**Exercise requirements:**
Reproduce the rows below word for word, leaving out the pictures.

Data extracted from a collection

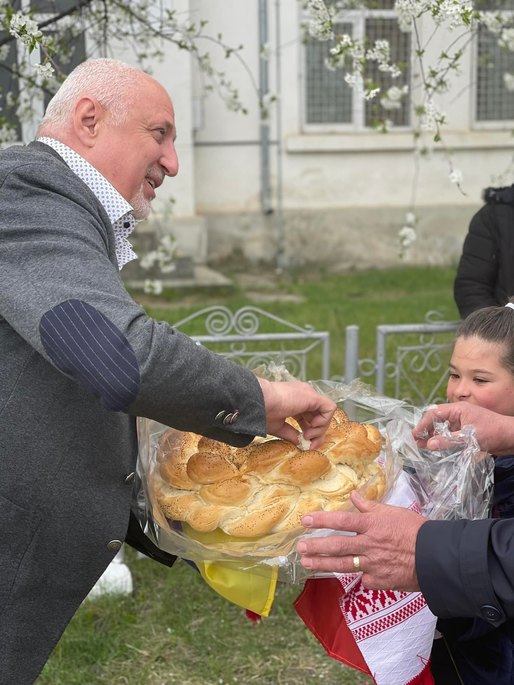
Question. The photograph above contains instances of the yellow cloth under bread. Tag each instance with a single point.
(254, 590)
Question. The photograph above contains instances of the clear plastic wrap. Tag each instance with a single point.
(455, 483)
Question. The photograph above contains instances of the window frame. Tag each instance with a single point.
(490, 124)
(358, 124)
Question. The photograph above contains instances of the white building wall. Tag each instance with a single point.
(343, 184)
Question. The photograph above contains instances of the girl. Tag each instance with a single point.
(472, 651)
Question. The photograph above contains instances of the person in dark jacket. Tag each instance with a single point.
(485, 274)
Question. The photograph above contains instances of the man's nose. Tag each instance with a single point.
(169, 159)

**Answer in full:**
Question. The photograph above contains instances of the yellow cloth under bread. Tag each instance with a single point.
(254, 590)
Question. The photograph above contains instances of the clear plastic wrap. Tag each instance with a single point.
(455, 483)
Question. The photograph above contains instances of the window frame. Tag each instance with a single point.
(490, 124)
(358, 124)
Question. The photograph above contains instances of the white building wall. Tag each instance with a single point.
(343, 184)
Question. The photograph above contains instances of the girl. Tag each instance with a single point.
(472, 651)
Question. The photograph above contains instances of the person in dark jacket. Tag each instance with a single point.
(485, 274)
Question. The photograph above contains instances of the man's nose. Tag each instance with a single point.
(169, 159)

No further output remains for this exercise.